[HN Gopher] The missing tier for query compilers
___________________________________________________________________
The missing tier for query compilers
Author : jamii
Score : 67 points
Date : 2025-02-10 03:36 UTC (2 days ago)
(HTM) web link (www.scattered-thoughts.net)
(TXT) w3m dump (www.scattered-thoughts.net)
| jamii wrote:
| The tradeoff in SingleStore is interesting. By default and unlike
| eg postgres, parameterized queries are planned ignoring the
| values of the parameters. This allows caching the compiled query
| but prevents adapting the query plan - for the example in the
| post SingleStore would pick one plan for both queries.
|
| But you can opt out of this behaviour by wrapping each parameter
| in NOPARAM (https://docs.singlestore.com/cloud/reference/sql-
| reference/c...).
| jsmith45 wrote:
| If it ignores the parameter values, then how does it estimate
| cardinality? Does it optimize for the worst case scenario
| (which runs the risk of choosing join implementations that
| requiring far more data from other tables than makes sense if
| the parameters are such that only a few rows are returned from
| the base table), or does it assume a row volume for a more
| average parameter, which risks long running time or timeouts if
| the parameter happens to be an outlier?

**Excerpted records**
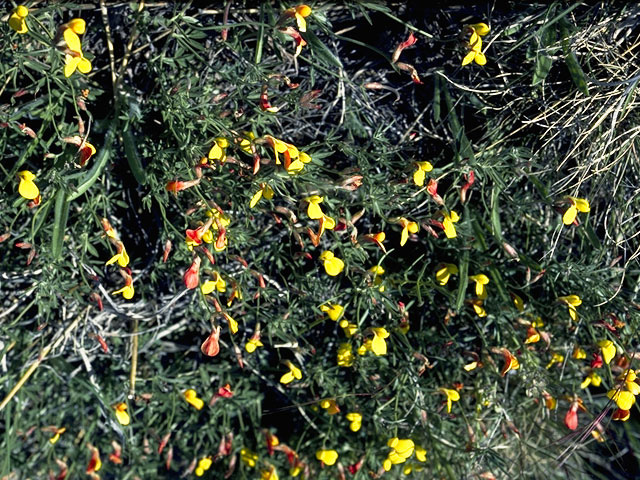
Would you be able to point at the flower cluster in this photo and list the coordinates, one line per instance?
(74, 59)
(474, 44)
(401, 451)
(122, 258)
(17, 19)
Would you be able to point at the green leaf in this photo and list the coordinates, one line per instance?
(575, 70)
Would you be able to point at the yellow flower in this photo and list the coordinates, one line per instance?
(579, 353)
(624, 399)
(345, 355)
(314, 211)
(478, 308)
(364, 348)
(121, 413)
(216, 283)
(518, 302)
(75, 59)
(333, 310)
(356, 421)
(421, 454)
(377, 272)
(121, 257)
(480, 29)
(475, 44)
(218, 151)
(332, 264)
(480, 280)
(401, 450)
(549, 401)
(419, 174)
(572, 302)
(349, 328)
(248, 457)
(330, 405)
(244, 142)
(328, 457)
(555, 358)
(592, 379)
(407, 227)
(17, 19)
(445, 270)
(533, 336)
(300, 12)
(608, 351)
(293, 373)
(27, 188)
(378, 343)
(127, 292)
(77, 25)
(577, 204)
(252, 344)
(270, 474)
(265, 191)
(204, 464)
(452, 396)
(447, 223)
(192, 399)
(233, 324)
(510, 362)
(56, 435)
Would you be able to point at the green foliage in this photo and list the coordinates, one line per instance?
(195, 226)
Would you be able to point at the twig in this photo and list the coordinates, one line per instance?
(107, 31)
(134, 359)
(43, 354)
(127, 51)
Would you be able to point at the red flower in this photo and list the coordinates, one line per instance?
(597, 361)
(176, 185)
(571, 418)
(407, 43)
(469, 181)
(210, 346)
(353, 469)
(225, 392)
(191, 276)
(432, 188)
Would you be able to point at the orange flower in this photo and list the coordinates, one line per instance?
(176, 186)
(407, 228)
(94, 462)
(510, 362)
(210, 346)
(191, 276)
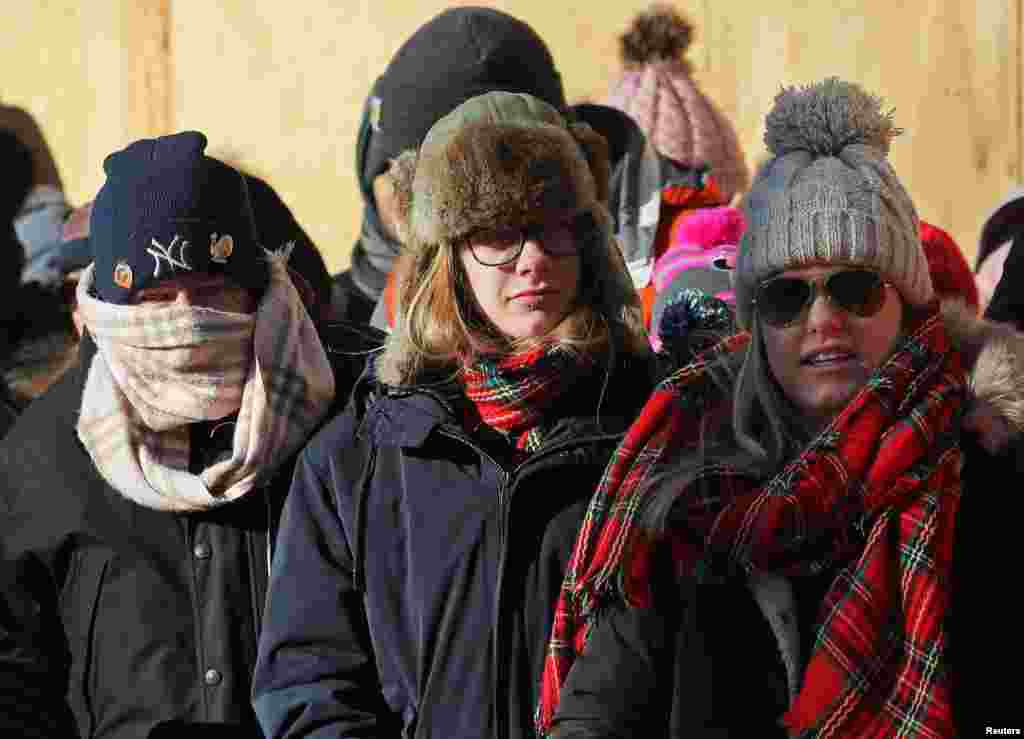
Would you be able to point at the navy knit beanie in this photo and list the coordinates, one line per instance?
(458, 54)
(167, 209)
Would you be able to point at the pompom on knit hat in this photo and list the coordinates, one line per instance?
(168, 209)
(657, 90)
(700, 258)
(829, 196)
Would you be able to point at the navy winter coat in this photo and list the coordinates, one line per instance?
(417, 568)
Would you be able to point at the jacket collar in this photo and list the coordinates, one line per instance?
(993, 355)
(407, 416)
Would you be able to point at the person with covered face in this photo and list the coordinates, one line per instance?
(141, 491)
(426, 532)
(770, 553)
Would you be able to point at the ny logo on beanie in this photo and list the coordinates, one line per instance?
(162, 200)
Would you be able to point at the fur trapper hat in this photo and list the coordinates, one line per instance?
(500, 159)
(828, 196)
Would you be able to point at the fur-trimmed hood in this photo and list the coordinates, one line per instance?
(993, 355)
(502, 159)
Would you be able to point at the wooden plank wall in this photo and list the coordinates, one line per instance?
(279, 87)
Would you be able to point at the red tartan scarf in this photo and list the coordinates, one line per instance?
(881, 483)
(512, 393)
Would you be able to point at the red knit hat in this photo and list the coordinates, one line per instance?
(951, 275)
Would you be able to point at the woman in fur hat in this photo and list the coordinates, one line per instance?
(425, 539)
(771, 551)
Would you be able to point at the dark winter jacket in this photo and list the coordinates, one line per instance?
(118, 620)
(417, 569)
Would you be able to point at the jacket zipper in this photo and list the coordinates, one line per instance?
(504, 506)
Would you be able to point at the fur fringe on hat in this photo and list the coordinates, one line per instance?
(825, 118)
(492, 174)
(657, 35)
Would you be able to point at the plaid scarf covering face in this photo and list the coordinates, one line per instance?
(160, 367)
(876, 494)
(512, 393)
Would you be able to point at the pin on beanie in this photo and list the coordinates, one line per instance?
(828, 196)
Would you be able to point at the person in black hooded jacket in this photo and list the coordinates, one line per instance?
(139, 494)
(459, 53)
(989, 529)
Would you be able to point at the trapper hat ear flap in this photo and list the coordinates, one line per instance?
(399, 179)
(595, 148)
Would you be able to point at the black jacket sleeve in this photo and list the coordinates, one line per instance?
(617, 687)
(315, 672)
(700, 662)
(34, 659)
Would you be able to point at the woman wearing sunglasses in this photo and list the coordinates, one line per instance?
(425, 536)
(769, 553)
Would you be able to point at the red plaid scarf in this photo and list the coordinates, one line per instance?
(513, 393)
(882, 480)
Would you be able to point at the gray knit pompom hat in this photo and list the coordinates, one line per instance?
(828, 196)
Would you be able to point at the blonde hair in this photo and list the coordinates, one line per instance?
(439, 329)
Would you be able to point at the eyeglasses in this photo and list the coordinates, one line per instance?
(781, 301)
(497, 247)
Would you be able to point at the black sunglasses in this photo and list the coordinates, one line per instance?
(497, 247)
(782, 300)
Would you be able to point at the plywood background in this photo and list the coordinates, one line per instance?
(278, 87)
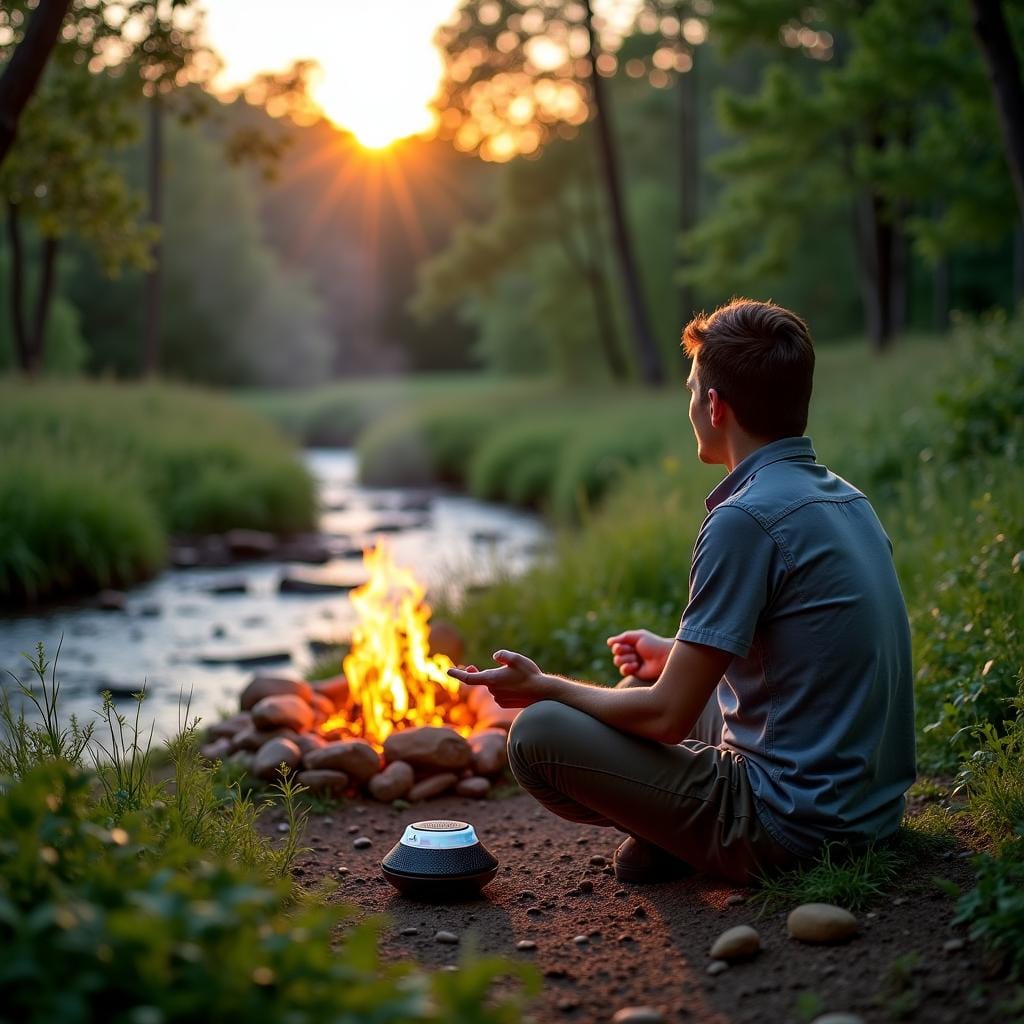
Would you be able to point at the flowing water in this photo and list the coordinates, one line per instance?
(183, 640)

**Task requirements**
Answer from the query compiler thread.
(a) How many points does the thread's header give as its score?
(b) By default, what does SingleStore ignore when planning parameterized queries?
(c) What can each parameter be wrapped in to opt out of that default?
Base your answers on the text alone.

**Solution to the exercise**
(a) 67 points.
(b) The values of the parameters.
(c) NOPARAM.